BEGIN

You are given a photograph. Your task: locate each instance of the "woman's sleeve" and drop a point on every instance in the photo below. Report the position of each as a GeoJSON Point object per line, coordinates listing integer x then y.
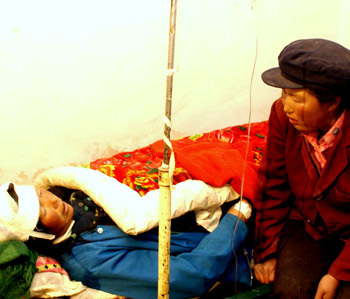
{"type": "Point", "coordinates": [272, 203]}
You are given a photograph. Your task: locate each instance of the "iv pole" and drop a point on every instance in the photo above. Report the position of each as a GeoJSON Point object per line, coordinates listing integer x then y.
{"type": "Point", "coordinates": [164, 177]}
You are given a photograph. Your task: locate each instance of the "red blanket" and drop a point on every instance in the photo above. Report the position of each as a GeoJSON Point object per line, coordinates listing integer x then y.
{"type": "Point", "coordinates": [216, 157]}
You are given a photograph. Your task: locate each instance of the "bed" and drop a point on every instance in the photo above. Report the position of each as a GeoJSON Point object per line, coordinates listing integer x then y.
{"type": "Point", "coordinates": [216, 157]}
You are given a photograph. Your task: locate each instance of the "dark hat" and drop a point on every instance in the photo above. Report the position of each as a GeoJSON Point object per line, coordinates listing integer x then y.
{"type": "Point", "coordinates": [311, 63]}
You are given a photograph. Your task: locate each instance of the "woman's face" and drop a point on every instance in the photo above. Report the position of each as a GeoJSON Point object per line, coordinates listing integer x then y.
{"type": "Point", "coordinates": [306, 113]}
{"type": "Point", "coordinates": [55, 215]}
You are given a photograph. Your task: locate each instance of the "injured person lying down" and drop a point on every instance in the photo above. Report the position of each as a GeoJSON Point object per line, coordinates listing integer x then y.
{"type": "Point", "coordinates": [105, 234]}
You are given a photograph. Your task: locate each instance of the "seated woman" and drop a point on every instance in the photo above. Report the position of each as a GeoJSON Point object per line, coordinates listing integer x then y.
{"type": "Point", "coordinates": [99, 254]}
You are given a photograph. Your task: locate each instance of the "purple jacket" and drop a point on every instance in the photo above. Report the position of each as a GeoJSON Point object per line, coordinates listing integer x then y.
{"type": "Point", "coordinates": [291, 187]}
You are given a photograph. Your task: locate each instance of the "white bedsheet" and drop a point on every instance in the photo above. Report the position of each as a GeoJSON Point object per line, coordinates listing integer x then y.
{"type": "Point", "coordinates": [133, 213]}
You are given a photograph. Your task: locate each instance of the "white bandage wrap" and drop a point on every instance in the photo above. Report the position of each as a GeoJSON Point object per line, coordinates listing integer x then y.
{"type": "Point", "coordinates": [243, 208]}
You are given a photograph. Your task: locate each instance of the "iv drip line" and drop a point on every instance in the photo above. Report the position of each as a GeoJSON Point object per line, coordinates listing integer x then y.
{"type": "Point", "coordinates": [247, 150]}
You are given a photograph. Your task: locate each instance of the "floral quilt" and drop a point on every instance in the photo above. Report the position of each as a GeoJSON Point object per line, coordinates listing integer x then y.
{"type": "Point", "coordinates": [138, 169]}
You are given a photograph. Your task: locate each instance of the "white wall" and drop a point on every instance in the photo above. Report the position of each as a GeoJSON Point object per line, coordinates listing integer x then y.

END

Activity = Except for pictures, copy the records above exactly.

Response box =
You are given a photograph. Your task: locate each instance of the "woman's sleeve" and drop a point on every instance in the photo below. Report the position of each as a GeoJSON Point object per line, coordinates listing integer x then y.
{"type": "Point", "coordinates": [272, 203]}
You are given a photograph. Your task: locate each instance of the "iv pole" and drop a point on every instance in the photo above. Report the position of each as a GeoJSON Point object per line, coordinates listing integer x then y.
{"type": "Point", "coordinates": [164, 177]}
You are given a photograph. Your task: locate each instance of the "red blanket" and drop a point on every instance in the photo above. Report the position of each as a GeoJSON Point object per line, coordinates listing integer x then y.
{"type": "Point", "coordinates": [216, 157]}
You are given a photograph. Your task: locate each instance of the "bed" and drop a point on every instance in the photo above. Report the position of each as a GeoJSON Point object per line, coordinates listing integer x then y.
{"type": "Point", "coordinates": [216, 157]}
You are given a photograph. Your task: locate each instance of the "dark hat" and drop a point on every instance in the photo above. Report the position of each as a GeoJSON Point object per line, coordinates listing integer x then y.
{"type": "Point", "coordinates": [311, 63]}
You are given a photograph. Your task: locate each instance of the "woman's face" and drop a point on every instance in the photo above. Report the position of each as a GeoJSON Point object per line, coordinates listing integer x then y.
{"type": "Point", "coordinates": [306, 113]}
{"type": "Point", "coordinates": [55, 215]}
You are given a photograph. Your task: locate each instance of the "injured person lying down" and drop a point on every instance in the photo above. Report the position of each as a GeoJSON Point object per line, coordinates listing integer x then y.
{"type": "Point", "coordinates": [105, 234]}
You are given a photograph. Your task: locate each instance of the "seated woman" and drop a point on every instance in the photo above. Report the position of each as a GeoJSON Point object per line, coordinates listing integer x then y.
{"type": "Point", "coordinates": [99, 254]}
You are given a photograph. Your task: locate each instance of the "purple jacket" and drop a point on every instance in the photo above. Report the position of each as a GeoJSON Point object per line, coordinates listing integer x then y.
{"type": "Point", "coordinates": [291, 187]}
You are given a photograph. Your task: locate each instance of the "white bedsheet" and drop a point on every instance in the photo above. Report the position of each as a GeoJSON Point object per line, coordinates listing integer x then y.
{"type": "Point", "coordinates": [133, 213]}
You are given a photograph. Your task: locate each instance of the "white bandage wrap" and drop a point on every instance in the photo above. Report the position of each as a GeoJSON Point object per line, coordinates listing integer x then y.
{"type": "Point", "coordinates": [243, 208]}
You are given a photograph. Your task: locate each instance of the "iv drip line" and drop a point on every instance in the photo above. Report the position of each as a GeoJSON Point object per line, coordinates listing integer x then y.
{"type": "Point", "coordinates": [247, 150]}
You are given a photograph. Your task: locate each instance of the "floral quilt" and drop a point on every instance in the photo above. Report the position of each as a GeoJSON Point object per line, coordinates listing integer x then y.
{"type": "Point", "coordinates": [138, 169]}
You are given a photograph. Your task: locate each instance of the "white wall" and drop a point on every instance in the photo above. Report the position of each as a GeoJSON Point object per line, coordinates listing integer x then y.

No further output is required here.